‘Super-Jupiters’ lijken niet per se op Jupiter

Links: artist’s impression van de lang gekoesterde opvatting dat bruine dwergen qua uiterlijk op Jupiter lijken. Rechts: model van de atmosferische circulatie op super-Jupiter VHS 1256B. © NASA/JPL-Caltech
Links: artist’s impression van de lang gekoesterde opvatting dat bruine dwergen qua uiterlijk op Jupiter lijken. Rechts: model van de atmosferische circulatie op super-Jupiter VHS 1256B. © NASA/JPL-Caltech

Met behulp van opnamen van de Webb-ruimtetelescoop heeft een internationaal onderzoeksteam, onder wie Stanimir Metchev (Western University, Canada), een verklaring gevonden voor het feit dat sommige bruine dwergen reusachtige stofstormen vormen, wat in tegenspraak is met eerdere aannames. Deze stormen lijken misschien op de iconische Grote Rode Vlek van Jupiter, maar uit het nieuwe onderzoek blijkt dat ze in werkelijkheid op een heel andere manier ontstaan (Science Advances, 26 November).

LIJST MET ITEMS —
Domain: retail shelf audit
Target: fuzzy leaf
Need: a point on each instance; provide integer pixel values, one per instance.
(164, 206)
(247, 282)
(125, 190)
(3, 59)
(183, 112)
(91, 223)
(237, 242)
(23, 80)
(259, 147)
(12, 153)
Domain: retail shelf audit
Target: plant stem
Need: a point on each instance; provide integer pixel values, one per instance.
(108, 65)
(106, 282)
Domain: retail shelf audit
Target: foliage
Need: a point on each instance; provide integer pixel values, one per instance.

OPDRACHT — Schrijf in de tekst over super-Jupiters alles van "Met behulp van" tot en met "Advances, 26 November)." opnieuw uit, maar wissel daarbij "stofstormen" om voor "zandstormen".

ANTWOORD —
Met behulp van opnamen van de Webb-ruimtetelescoop heeft een internationaal onderzoeksteam, onder wie Stanimir Metchev (Western University, Canada), een verklaring gevonden voor het feit dat sommige bruine dwergen reusachtige zandstormen vormen, wat in tegenspraak is met eerdere aannames. Deze stormen lijken misschien op de iconische Grote Rode Vlek van Jupiter, maar uit het nieuwe onderzoek blijkt dat ze in werkelijkheid op een heel andere manier ontstaan (Science Advances, 26 November).